**Required task 1:**
Answer these about the court passage on insurance policy exclusions:
(a) Which stipulated facts does the court cite to show that MGC handled the property?
(b) Exclusion "j(6)" does not apply to property damage included in what?
(c) What other name is given to exclusion "m"?
**Required task 2:**
Repeat a part of the court passage on insurance policy exclusions word for word: everything from "Since there are" down to "not preclude coverage.".
[START OF Passage shown]
Since there are no damages for "loss of use" to the entire grain handling facility other than those damages for "loss of use" to the concrete pad and wet bin, exclusion "j(6)" appears to preclude coverage. The policy specifically states, however, that exclusion "j(6)" is inapplicable to "property damage" included in the "products-completed operations hazard." Because the Court finds in section C(2), infra, that the property damage alleged here is included within the "products-completed operations hazard" as defined by this policy, exclusion "j(6)" is inapplicable and thus does not preclude coverage.
Although the Court finds in section C(2), infra , that the damages alleged are included within the "products-completed operations hazard" as defined by the policy, the Court ultimately concludes that various exclusions within the Products/Completed Operation provisions of the policy preclude coverage.
c. Exclusion "k"
Exclusion "k" precludes coverage. This exclusion provides that the insurance policy does not apply to "'property damage to your product' arising out of it or any part of it." The policy defines "your product" as "any goods or products, other than real property, manufactured, sold, handled, distributed or disposed of by you" and includes "warranties or representations made at any time with respect to the fitness, quality, durability, performance or use of 'your product.'" Based on this language, the policy unambiguously excludes "loss of use" of property "handled" by MGC. The facts establish that MGC "handled" the property which makes up the grain handling facility as a whole. See stipulated Fact Nos. 6-11. Consequently, exclusion "k" precludes coverage for damages related to partial "loss of use" of the grain handling facility.
d. Exclusion "l"
Exclusion "l" also precludes coverage. This exclusion precludes coverage for "property damage to 'your work' arising out of it or any part of it and included in the 'products-completed operations hazard.'" Again, this language excludes "loss of use" of property "handled" by MGC and the facts establish that MGC "handled" the property which makes up the grain handling facility as a whole. See stipulated Fact Nos. 6-11. Moreover, the Court finds in section C(2), infra, that the alleged property damage is included within the "products-completed operations hazard" as defined by this policy. By its very terms, exclusion "l" is intended to apply only to work within the "products-completed operations hazard" and thus is applicable here. Accordingly, exclusion "l" is applicable and precludes coverage.
e. Exclusion "m": The Impaired Property Exclusion
Exclusion "m" precludes coverage. This exclusion denies coverage for claims arising out of m. "Property damage" to "impaired property" or property that has not been physically injured, arising out of:
(1) A defect, deficiency, inadequacy or dangerous condition in . . . "your work;" or
(2) A delay or failure by you or anyone acting on your behalf to perform a contract or agreement in accordance with its terms.
"Impaired property" is specifically defined in the policy as follows:
5. "Impaired property" means tangible property, other than . . . "your work," that cannot be used or is less useful because
a. It incorporates . . . "your work" that is known or thought to be defective, deficient, inadequate or dangerous; or
b. You have failed to fulfill the terms of a contract or agreement;
if such property can be restored to use by:
a. The repair, replacement, adjustment or removal of . . . "your work;" or
b. Your fulfilling the terms of the contract or agreement.
[END OF Passage shown]
[START OF Excerpted data]
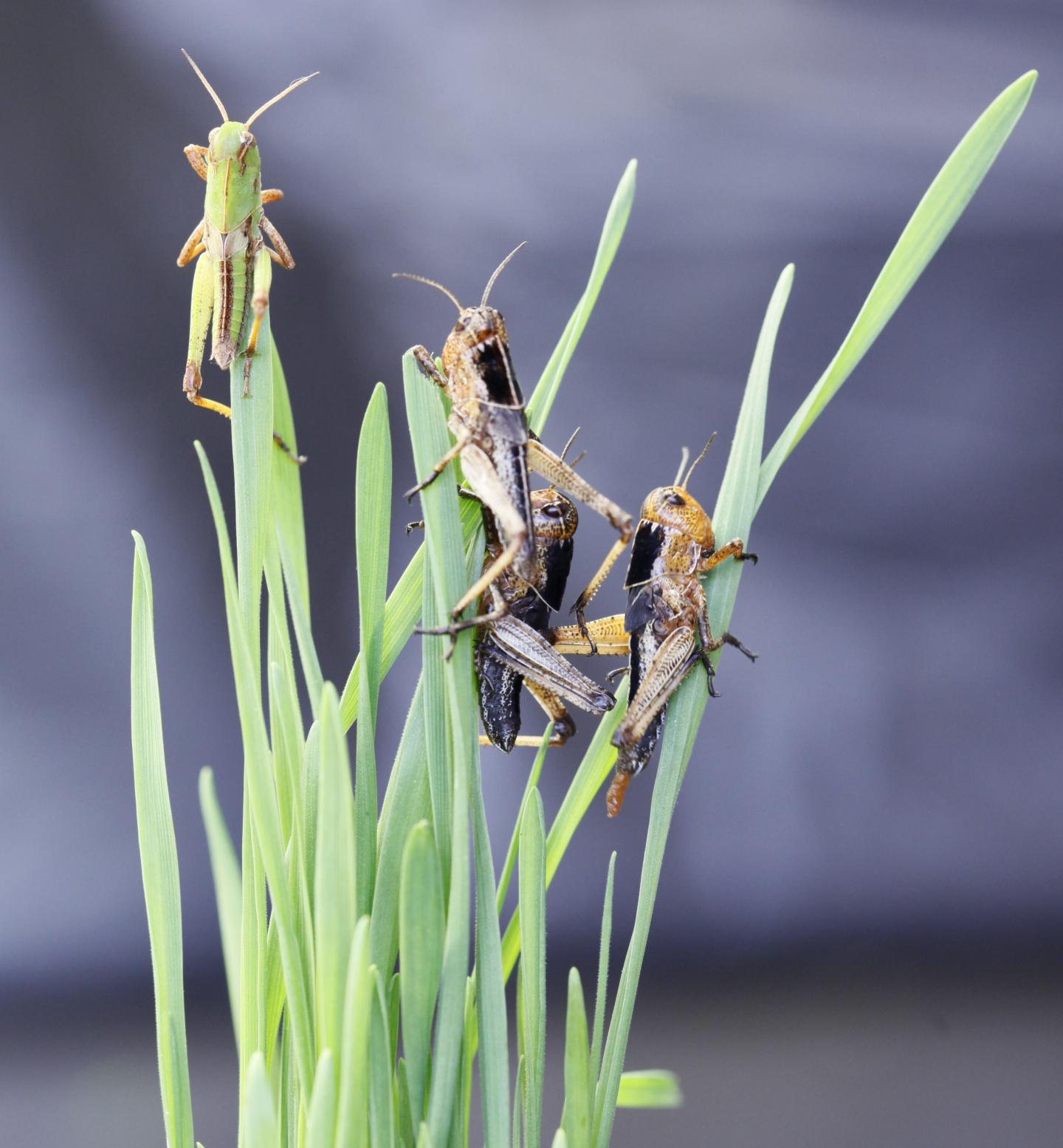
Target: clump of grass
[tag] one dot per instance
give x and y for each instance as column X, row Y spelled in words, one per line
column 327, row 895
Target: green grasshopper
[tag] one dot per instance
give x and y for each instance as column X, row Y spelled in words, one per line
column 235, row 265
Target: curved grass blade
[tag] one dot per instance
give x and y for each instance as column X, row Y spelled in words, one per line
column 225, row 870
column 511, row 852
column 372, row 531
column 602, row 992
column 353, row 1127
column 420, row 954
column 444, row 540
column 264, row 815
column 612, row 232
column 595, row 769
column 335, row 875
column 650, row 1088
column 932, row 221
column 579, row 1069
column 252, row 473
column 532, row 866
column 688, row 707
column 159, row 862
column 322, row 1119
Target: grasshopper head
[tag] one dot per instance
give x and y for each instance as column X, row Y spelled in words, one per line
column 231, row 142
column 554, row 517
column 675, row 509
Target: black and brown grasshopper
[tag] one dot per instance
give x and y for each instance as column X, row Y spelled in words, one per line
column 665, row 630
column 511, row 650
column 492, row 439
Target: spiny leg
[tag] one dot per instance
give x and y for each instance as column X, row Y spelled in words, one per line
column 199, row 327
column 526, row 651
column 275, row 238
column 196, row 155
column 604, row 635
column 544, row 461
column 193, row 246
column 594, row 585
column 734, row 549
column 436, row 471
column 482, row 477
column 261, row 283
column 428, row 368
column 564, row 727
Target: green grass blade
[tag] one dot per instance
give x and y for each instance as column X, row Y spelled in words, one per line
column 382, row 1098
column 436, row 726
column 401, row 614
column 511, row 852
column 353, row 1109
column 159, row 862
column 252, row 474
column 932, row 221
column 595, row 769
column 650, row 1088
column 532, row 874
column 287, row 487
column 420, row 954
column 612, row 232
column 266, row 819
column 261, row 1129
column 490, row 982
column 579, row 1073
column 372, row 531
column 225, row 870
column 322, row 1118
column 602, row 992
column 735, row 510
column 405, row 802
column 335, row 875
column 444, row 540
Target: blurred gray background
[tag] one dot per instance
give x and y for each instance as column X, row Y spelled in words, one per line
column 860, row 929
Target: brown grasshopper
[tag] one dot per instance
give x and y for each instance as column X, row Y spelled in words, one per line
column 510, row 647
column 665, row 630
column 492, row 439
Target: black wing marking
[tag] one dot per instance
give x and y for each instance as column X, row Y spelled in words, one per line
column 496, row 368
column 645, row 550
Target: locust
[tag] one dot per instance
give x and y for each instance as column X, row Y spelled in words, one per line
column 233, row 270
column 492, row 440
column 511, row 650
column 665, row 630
[END OF Excerpted data]
[START OF Excerpted data]
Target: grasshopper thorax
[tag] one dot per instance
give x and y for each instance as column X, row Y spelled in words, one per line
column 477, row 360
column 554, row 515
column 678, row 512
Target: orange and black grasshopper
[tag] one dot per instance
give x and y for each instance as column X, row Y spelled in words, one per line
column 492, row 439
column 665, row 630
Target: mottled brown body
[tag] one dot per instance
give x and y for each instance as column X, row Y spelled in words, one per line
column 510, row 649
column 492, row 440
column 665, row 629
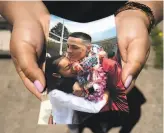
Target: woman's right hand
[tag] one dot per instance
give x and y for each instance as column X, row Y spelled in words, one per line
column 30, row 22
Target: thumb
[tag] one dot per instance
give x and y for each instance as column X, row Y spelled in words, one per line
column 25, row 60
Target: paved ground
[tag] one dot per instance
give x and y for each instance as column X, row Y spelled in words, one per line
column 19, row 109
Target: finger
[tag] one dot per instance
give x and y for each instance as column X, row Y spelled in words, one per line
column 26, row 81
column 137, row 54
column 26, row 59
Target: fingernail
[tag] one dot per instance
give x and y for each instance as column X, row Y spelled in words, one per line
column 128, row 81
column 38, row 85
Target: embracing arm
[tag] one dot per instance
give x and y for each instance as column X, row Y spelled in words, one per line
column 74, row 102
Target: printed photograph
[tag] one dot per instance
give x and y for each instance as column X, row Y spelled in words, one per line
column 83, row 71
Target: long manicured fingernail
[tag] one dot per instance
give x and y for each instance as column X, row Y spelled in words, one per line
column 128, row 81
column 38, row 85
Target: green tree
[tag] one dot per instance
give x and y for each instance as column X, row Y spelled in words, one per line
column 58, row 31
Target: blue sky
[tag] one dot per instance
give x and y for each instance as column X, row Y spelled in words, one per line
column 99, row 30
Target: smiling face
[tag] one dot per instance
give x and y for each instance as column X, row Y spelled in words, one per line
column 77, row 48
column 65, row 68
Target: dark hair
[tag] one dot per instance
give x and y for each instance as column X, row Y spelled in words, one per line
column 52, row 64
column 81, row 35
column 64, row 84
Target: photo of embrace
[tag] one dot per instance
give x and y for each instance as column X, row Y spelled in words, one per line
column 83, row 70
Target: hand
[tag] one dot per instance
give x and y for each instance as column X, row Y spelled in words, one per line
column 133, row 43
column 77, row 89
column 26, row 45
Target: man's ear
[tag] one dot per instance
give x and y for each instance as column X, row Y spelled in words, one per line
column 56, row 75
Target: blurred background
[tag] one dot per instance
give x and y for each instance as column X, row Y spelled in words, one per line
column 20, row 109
[END OF Excerpted data]
**Complete output 1:**
(a) Stipulated Fact Nos. 6-11.
(b) The "products-completed operations hazard."
(c) The Impaired Property Exclusion.

**Complete output 2:**
Since there are no damages for "loss of use" to the entire grain handling facility other than those damages for "loss of use" to the concrete pad and wet bin, exclusion "j(6)" appears to preclude coverage. The policy specifically states, however, that exclusion "j(6)" is inapplicable to "property damage" included in the "products-completed operations hazard." Because the Court finds in section C(2), infra, that the property damage alleged here is included within the "products-completed operations hazard" as defined by this policy, exclusion "j(6)" is inapplicable and thus does not preclude coverage.